**Directions**
(1) Answer these questions using the forum thread, one line each:
(a) How much money does the post signed "Mike" say it would cost to give automotive HIDs a shot?
(b) What three parts make up an HID system?
(c) What voltage typically sustains the burn once the gas has ionized?
(2) Copy the forum thread word for word, from "Now, for the" up to and including "level (80-90V, typically).".

**Passage given**

#####

You will probably find that the factory wiring harness is two short, so you will need to get the correct type of wire to lengthen it. You will probably have to cut the harness anyways so you can get the cables through whatever hose you are going to use to seal it.
 
3W (9W) LED - Cave Diver's Forums

Here is a link to a thread that has pictures of an array of three of the LED's that I mentioned earlier. As you can see in the third picture there is no problem with the beam spreading out.
 
3W (9W) LED - Cave Diver's Forums

Here is a link to a thread that has pictures of an array of three of the LED's that I mentioned earlier. As you can see in the third picture there is no problem with the beam spreading out.

I don't mean to be rude, but you keep trying to derail this thread. The merits of LEDs have been argued many times in other threads, and that is not where I want to take this thread. I'm merely trying to get more information on automotive HIDs. NOT LEDS. I've done my homework on LEDs and decided that they do not suit my needs for a primary light. I have even tested a few high intensity emitters (inluding Cree), but that is not what this thread is about. Please keep this thread on topic.

You will probably find that the factory wiring harness is two short, so you will need to get the correct type of wire to lengthen it. You will probably have to cut the harness anyways so you can get the cables through whatever hose you are going to use to seal it.

Finding the appropriate type of wire should not be a problem. As I said, I'm a college student and have access to a lot of materials. Failing that, I'm sure Google will work wonders. If that is my only concern (besides the high voltage/hot start of the ballast that I can't control), then I don't see a reason not to spend $80 and give them a shot. If there is something that will prevent an automotive HID from working in a dive light environment, I'd prefer to know it before spending that money.

Earlier you mentioned something about certain bulbs only working in certain positions. I have not been able to find any substantion to this claim. Can you provide a source for that information?

Thanks,

Mike
 
First - you might have better luck in the DIY dive light forum over at Yahoo - hiddivelights : HID Dive discussion group. Parts, plans, Ideas for building or upgrading will get you there, and people are generally helpful.

Second - automotive lights are definitely designed for a very rugged environment, and can work well in this application, but, as others mentions, some are sensitive to positioning. There are a few examples out there (and more always on the way) using them to make DIY dive lights. Google will be your friend on that one.

Now, for the nitty-gritty...the cheap ballasts you're pointing out are generally unsuitable due to size. HID systems are three parts - the bulb, the ballast, and the ignitor. The bulbs take high voltage (anywhere from 5kV up through 20kV) at very low current to begin the ionization process in the bulb. Once the gas has ionized and is glowing, the amount of voltage to sustain the burn drops off to a more reasonable level (80-90V, typically).

#####

**Given records**

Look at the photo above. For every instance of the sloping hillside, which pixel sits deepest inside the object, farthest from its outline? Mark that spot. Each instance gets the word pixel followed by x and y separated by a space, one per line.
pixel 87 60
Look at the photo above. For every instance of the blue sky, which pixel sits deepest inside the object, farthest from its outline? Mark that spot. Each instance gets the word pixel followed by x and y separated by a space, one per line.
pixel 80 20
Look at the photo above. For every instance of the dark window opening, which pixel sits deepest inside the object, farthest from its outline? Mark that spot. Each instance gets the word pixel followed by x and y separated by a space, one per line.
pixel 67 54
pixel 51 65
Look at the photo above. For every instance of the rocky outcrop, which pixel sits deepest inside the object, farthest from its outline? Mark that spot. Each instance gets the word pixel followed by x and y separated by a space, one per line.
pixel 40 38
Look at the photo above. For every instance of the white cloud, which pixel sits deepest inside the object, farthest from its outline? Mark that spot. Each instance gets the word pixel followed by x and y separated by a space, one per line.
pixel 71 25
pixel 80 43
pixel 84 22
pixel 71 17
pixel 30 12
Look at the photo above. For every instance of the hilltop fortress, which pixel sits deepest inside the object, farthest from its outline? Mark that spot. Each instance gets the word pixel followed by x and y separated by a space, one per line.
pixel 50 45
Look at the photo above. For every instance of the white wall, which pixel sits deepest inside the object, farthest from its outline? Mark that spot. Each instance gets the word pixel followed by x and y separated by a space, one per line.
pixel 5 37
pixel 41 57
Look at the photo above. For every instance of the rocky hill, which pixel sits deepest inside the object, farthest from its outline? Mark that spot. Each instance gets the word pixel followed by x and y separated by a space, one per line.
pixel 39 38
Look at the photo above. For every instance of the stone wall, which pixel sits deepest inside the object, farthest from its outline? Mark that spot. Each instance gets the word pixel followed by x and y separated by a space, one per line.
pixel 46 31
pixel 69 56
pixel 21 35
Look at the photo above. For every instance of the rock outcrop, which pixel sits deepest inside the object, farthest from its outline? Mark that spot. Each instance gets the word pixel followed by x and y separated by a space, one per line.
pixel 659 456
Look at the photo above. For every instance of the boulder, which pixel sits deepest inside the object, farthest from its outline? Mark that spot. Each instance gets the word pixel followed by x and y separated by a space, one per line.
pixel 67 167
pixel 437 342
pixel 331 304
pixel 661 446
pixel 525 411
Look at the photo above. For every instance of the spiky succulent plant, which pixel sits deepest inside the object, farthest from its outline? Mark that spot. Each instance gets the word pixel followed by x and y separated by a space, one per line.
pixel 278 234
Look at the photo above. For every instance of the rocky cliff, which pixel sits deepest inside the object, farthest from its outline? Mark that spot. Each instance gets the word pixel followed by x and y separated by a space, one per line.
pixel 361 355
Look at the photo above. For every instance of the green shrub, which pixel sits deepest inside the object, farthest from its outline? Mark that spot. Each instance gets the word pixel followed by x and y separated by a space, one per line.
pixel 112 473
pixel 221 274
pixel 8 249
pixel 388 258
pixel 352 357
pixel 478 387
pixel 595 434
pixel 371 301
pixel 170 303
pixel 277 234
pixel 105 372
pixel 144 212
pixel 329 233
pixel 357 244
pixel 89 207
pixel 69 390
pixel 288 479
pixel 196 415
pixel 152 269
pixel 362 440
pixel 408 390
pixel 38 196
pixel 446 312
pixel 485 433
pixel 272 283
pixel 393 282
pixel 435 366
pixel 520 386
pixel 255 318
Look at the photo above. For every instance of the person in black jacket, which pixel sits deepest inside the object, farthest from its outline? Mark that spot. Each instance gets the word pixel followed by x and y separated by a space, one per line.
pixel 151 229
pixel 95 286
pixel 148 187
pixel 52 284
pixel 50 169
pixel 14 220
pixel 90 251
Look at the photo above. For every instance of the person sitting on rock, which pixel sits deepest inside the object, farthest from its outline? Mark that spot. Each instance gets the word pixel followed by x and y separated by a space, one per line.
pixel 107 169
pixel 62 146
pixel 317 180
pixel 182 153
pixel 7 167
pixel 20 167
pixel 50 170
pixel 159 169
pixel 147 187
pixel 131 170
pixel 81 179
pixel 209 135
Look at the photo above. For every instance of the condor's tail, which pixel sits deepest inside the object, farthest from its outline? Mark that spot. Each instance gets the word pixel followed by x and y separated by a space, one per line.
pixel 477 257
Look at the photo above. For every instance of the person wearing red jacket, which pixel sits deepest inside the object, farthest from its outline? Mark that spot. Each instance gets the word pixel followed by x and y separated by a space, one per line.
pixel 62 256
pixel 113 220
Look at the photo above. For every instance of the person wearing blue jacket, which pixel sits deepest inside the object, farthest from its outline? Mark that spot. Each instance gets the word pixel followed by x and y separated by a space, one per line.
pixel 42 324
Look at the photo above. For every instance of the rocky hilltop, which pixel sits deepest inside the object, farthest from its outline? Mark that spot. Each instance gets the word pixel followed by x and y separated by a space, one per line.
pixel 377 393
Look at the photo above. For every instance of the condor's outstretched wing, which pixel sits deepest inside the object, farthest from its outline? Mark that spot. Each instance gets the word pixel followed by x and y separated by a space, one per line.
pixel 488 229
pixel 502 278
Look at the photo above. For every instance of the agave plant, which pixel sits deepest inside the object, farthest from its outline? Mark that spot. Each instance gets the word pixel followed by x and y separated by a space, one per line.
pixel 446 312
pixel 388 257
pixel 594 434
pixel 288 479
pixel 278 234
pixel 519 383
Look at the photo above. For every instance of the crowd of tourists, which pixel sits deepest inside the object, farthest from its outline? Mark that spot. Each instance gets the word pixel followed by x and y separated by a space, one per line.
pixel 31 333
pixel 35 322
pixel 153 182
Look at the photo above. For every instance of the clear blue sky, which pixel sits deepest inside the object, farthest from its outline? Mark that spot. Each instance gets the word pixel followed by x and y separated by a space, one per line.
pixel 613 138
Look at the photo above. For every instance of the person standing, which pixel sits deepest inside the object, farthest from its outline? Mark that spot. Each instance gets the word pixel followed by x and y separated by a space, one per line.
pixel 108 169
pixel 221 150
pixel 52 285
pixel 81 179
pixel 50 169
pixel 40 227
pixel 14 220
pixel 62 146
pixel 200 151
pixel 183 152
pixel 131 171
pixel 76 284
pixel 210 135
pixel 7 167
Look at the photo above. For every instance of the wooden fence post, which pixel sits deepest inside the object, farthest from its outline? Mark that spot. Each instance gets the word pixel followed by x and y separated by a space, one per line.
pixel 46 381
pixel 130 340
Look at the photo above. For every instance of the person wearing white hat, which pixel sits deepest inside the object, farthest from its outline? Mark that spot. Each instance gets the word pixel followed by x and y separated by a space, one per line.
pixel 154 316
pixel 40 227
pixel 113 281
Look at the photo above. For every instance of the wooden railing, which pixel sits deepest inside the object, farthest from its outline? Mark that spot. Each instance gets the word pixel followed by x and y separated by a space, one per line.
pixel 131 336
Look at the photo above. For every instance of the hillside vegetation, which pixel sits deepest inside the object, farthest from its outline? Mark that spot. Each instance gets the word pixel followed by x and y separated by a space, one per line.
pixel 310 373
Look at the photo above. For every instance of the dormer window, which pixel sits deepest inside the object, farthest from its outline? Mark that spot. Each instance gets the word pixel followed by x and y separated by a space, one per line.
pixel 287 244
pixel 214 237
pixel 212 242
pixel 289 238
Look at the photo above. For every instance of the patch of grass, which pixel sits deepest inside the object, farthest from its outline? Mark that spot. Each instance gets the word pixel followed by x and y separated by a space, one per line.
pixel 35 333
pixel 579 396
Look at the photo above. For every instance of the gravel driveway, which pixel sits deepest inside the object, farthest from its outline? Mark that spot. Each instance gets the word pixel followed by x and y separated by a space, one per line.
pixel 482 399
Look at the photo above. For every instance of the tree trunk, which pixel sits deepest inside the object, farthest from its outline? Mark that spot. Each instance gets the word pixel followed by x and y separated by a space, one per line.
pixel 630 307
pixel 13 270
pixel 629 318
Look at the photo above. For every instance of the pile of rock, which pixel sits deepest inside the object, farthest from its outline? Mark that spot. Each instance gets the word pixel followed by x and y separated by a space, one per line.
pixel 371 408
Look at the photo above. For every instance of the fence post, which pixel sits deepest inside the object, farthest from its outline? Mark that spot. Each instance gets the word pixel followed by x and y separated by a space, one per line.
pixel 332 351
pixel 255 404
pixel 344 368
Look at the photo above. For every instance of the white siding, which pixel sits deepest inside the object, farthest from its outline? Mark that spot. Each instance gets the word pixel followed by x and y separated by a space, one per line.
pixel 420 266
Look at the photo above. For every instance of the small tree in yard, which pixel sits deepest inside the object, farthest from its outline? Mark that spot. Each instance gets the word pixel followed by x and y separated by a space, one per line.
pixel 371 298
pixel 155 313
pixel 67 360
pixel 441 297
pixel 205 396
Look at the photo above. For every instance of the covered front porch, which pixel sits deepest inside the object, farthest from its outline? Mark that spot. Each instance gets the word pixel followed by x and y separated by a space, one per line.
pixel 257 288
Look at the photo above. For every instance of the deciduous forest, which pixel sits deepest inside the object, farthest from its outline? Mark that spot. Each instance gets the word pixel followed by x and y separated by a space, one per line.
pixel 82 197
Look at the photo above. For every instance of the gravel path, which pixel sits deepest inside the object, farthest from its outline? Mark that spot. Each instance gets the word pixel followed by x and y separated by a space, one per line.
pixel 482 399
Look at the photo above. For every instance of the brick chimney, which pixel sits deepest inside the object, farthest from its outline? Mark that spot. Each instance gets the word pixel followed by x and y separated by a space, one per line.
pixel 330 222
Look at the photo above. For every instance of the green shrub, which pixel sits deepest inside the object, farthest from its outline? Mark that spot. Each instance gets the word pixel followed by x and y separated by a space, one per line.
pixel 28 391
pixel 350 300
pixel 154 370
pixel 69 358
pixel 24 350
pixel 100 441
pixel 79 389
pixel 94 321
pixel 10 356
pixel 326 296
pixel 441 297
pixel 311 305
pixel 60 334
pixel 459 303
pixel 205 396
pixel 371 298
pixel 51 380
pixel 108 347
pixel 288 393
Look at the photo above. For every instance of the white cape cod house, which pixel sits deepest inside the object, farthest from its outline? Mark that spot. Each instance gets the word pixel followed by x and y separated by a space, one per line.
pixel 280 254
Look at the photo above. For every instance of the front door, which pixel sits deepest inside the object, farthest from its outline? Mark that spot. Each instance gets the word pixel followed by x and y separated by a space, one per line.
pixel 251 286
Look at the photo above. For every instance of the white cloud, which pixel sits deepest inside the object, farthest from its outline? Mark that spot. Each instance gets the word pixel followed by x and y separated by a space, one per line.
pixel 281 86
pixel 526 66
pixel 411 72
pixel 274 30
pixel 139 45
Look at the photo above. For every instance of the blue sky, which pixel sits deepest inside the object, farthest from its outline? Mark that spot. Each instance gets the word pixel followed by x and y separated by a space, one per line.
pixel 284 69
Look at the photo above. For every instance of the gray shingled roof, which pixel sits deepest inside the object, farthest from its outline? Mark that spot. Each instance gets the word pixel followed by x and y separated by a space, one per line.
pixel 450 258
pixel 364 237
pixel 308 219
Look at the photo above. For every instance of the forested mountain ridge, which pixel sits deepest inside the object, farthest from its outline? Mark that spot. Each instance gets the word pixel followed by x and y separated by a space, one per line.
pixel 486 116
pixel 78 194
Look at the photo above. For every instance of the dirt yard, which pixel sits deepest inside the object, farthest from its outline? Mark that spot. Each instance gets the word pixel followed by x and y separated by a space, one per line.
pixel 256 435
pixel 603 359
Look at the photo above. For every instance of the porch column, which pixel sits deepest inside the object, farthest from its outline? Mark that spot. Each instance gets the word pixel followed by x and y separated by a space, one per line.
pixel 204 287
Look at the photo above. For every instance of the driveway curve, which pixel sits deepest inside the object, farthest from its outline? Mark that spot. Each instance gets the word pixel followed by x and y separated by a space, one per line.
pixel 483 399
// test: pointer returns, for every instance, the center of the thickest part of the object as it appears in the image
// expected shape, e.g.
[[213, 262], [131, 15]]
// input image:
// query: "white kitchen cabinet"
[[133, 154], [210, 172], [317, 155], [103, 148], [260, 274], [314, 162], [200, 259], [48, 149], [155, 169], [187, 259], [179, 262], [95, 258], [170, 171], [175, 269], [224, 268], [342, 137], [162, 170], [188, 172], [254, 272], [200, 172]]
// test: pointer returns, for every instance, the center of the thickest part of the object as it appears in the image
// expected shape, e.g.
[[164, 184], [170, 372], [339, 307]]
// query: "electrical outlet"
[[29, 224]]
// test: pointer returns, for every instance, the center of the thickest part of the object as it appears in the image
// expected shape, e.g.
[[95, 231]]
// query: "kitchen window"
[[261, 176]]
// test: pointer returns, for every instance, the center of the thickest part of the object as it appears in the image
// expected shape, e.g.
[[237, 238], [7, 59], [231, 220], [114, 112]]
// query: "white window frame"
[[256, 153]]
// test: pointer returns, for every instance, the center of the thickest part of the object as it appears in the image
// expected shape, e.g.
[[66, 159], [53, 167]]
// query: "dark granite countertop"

#####

**Solutions to the exercise**
(1)
(a) $80
(b) The bulb, the ballast, and the ignitor
(c) 80-90V

(2)
Now, for the nitty-gritty...the cheap ballasts you're pointing out are generally unsuitable due to size. HID systems are three parts - the bulb, the ballast, and the ignitor. The bulbs take high voltage (anywhere from 5kV up through 20kV) at very low current to begin the ionization process in the bulb. Once the gas has ionized and is glowing, the amount of voltage to sustain the burn drops off to a more reasonable level (80-90V, typically).